*Task instructions:* Please pick out every line of the data below that contains the string "staircase", and copy each one. Case counts.

(Excerpts from a location annotation dataset)

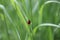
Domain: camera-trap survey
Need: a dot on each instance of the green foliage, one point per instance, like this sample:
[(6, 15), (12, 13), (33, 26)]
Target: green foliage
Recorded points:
[(43, 15)]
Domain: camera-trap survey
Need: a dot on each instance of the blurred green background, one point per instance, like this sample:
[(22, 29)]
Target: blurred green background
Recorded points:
[(15, 15)]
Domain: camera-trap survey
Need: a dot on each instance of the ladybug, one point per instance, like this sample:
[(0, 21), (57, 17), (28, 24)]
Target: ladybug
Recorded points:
[(28, 22)]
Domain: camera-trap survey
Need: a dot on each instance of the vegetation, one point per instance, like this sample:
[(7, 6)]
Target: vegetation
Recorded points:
[(29, 20)]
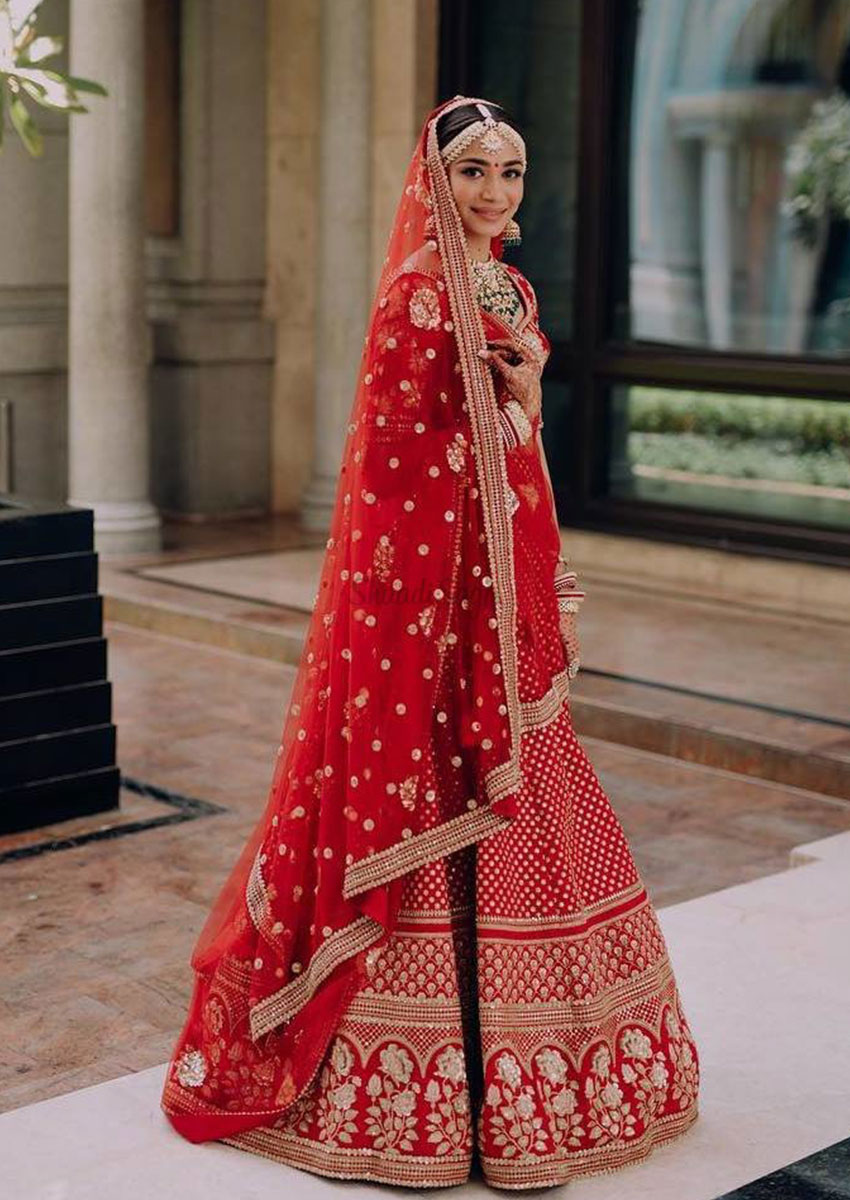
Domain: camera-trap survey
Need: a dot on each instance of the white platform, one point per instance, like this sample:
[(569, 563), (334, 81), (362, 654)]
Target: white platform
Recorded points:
[(764, 970)]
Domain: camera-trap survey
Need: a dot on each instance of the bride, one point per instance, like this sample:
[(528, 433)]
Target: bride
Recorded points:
[(436, 945)]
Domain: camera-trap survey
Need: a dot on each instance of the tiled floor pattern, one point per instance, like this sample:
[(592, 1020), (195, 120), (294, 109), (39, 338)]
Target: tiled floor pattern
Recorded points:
[(96, 939), (765, 987)]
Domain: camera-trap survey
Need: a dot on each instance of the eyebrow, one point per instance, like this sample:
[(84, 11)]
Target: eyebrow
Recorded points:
[(485, 162)]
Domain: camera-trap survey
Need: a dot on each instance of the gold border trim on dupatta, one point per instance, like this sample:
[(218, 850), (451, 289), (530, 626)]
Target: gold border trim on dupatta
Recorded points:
[(399, 859), (506, 778), (415, 1170)]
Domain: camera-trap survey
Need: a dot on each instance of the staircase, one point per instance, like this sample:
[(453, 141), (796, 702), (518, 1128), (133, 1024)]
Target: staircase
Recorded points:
[(57, 737)]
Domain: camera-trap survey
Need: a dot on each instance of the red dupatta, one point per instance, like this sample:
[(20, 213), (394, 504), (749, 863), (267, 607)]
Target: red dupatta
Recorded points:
[(420, 523)]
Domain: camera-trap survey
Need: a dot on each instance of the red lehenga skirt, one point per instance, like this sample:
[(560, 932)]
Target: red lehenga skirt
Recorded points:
[(525, 1011)]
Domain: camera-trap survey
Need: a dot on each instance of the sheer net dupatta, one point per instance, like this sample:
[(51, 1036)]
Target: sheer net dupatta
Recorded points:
[(417, 580)]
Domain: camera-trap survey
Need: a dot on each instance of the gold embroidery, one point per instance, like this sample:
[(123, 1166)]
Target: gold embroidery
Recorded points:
[(424, 309)]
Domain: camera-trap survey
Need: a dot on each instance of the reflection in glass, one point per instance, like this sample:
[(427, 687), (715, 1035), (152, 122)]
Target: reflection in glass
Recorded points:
[(526, 57), (773, 457), (719, 258)]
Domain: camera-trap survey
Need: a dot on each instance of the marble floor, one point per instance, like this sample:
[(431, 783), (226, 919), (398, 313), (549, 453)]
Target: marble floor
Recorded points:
[(99, 916), (766, 989)]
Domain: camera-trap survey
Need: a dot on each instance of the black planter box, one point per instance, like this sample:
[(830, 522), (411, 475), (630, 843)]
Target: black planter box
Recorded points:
[(57, 737)]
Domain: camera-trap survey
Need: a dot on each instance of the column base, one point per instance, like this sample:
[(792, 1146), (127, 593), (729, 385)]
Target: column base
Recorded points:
[(124, 527), (317, 504)]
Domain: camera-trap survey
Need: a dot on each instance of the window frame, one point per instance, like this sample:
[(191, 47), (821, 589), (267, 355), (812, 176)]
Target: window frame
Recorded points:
[(592, 360)]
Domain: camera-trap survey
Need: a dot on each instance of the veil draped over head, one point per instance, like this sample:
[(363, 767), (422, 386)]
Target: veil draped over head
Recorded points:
[(417, 588)]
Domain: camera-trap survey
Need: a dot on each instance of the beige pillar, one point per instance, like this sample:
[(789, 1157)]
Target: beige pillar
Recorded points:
[(343, 239), (108, 437)]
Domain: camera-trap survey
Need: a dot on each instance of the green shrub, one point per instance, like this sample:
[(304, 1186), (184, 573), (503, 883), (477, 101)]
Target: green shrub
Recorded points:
[(806, 425)]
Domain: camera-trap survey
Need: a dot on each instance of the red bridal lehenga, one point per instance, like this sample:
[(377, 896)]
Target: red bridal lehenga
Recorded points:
[(436, 943)]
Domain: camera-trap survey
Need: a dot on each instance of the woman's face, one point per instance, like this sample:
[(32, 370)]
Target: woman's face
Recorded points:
[(488, 189)]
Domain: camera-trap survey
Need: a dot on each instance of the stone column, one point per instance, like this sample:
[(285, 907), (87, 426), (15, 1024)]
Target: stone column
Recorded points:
[(343, 240), (108, 436)]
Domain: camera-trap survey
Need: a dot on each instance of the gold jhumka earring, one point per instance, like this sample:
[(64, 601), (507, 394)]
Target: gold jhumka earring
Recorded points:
[(512, 234)]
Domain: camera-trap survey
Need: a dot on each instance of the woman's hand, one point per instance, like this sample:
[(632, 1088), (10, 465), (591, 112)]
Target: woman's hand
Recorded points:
[(521, 377)]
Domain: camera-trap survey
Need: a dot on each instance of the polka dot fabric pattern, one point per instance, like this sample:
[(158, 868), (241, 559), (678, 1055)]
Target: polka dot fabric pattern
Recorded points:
[(524, 1017)]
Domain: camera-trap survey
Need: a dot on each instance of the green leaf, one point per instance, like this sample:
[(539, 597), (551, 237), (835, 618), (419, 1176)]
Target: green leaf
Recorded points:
[(48, 88), (6, 41), (78, 84), (27, 130)]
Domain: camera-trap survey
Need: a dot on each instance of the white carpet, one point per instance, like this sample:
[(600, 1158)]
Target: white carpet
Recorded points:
[(764, 970)]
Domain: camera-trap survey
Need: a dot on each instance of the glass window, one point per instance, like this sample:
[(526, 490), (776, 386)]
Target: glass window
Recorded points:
[(738, 177), (774, 457), (526, 57)]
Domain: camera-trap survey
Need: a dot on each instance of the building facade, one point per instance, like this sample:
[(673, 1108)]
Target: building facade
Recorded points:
[(700, 327)]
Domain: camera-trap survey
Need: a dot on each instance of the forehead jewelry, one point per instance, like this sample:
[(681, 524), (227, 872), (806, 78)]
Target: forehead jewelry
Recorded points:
[(491, 133)]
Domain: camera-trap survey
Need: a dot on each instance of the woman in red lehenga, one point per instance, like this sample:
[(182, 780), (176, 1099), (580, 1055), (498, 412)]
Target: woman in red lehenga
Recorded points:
[(436, 943)]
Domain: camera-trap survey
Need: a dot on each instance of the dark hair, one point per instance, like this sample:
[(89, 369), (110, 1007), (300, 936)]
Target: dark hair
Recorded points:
[(456, 119)]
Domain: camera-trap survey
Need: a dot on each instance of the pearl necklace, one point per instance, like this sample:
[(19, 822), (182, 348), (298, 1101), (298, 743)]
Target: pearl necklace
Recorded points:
[(496, 292)]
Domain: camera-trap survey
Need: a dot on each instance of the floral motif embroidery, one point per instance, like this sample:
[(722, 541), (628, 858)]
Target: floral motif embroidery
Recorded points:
[(448, 1121), (609, 1115), (424, 309), (407, 792), (686, 1069), (647, 1073), (391, 1117), (191, 1068), (383, 556), (562, 1101), (531, 493)]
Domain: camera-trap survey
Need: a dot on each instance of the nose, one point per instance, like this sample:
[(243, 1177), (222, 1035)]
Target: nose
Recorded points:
[(491, 189)]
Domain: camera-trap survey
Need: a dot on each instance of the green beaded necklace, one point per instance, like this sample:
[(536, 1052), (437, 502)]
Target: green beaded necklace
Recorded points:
[(496, 291)]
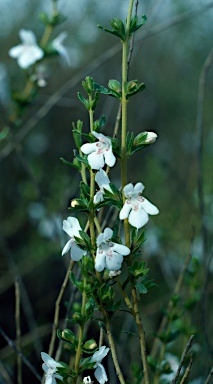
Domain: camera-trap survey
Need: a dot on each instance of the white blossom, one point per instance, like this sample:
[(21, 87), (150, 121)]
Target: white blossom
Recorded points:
[(136, 207), (103, 182), (100, 373), (109, 255), (99, 153), (72, 227), (50, 367), (114, 274), (28, 52), (87, 380), (57, 44)]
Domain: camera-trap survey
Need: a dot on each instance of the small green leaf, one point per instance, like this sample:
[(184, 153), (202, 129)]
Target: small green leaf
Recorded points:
[(141, 288), (84, 101)]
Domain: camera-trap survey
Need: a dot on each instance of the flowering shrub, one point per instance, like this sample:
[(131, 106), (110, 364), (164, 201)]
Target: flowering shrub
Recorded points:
[(105, 250)]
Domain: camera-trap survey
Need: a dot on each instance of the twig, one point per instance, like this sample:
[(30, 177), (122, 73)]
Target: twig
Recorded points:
[(4, 374), (188, 346), (171, 304), (199, 127), (210, 375), (24, 359), (187, 372), (54, 99), (61, 342), (57, 308), (18, 330)]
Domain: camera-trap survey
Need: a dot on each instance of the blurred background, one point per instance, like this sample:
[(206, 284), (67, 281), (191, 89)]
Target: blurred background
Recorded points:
[(36, 187)]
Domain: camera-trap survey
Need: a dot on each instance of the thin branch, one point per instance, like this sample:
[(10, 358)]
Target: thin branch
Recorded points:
[(188, 346), (171, 304), (187, 372), (55, 98), (199, 128), (57, 308), (18, 330), (24, 359), (210, 376)]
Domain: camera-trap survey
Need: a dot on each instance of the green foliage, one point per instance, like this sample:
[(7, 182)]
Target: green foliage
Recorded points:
[(54, 20), (135, 25), (118, 28)]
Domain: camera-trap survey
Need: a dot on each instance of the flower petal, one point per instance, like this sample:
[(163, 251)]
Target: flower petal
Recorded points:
[(138, 188), (88, 148), (67, 246), (76, 252), (150, 208), (99, 355), (96, 160), (121, 249), (107, 234), (100, 374), (110, 158), (49, 361), (16, 51), (138, 218), (124, 213), (27, 37), (101, 178), (99, 196), (128, 189), (100, 262), (113, 263)]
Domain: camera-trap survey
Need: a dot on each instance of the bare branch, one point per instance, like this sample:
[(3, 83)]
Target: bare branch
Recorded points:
[(188, 346)]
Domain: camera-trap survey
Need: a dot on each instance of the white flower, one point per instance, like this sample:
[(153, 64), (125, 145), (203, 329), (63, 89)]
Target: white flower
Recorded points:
[(87, 380), (39, 76), (103, 181), (100, 152), (50, 368), (136, 207), (57, 44), (28, 52), (109, 255), (72, 227), (97, 358), (151, 137), (114, 274)]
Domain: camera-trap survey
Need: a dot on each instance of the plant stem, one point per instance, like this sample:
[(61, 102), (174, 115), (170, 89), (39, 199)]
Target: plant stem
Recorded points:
[(125, 45), (81, 334), (112, 348)]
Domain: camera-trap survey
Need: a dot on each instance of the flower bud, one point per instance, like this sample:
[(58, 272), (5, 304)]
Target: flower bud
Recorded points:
[(68, 335), (151, 138)]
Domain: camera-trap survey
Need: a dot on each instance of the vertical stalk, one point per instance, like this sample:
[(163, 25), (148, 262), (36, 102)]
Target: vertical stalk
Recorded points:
[(125, 46), (80, 335)]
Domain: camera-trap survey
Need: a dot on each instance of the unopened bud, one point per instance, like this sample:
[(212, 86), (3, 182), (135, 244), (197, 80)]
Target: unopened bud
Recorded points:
[(74, 203), (151, 137)]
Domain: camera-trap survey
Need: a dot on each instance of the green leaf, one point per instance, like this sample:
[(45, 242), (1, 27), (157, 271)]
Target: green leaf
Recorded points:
[(74, 164), (135, 25), (141, 288), (4, 133), (118, 28), (84, 101)]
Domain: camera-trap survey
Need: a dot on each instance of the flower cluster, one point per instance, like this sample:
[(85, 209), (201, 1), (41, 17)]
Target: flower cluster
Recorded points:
[(136, 207), (99, 153), (50, 367), (109, 254), (72, 227)]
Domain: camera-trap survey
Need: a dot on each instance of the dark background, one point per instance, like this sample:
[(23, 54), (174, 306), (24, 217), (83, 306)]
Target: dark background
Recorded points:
[(36, 187)]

*Written solution:*
Need: a dot on each instance of the staircase, one point per instance, like this sample:
Target: staircase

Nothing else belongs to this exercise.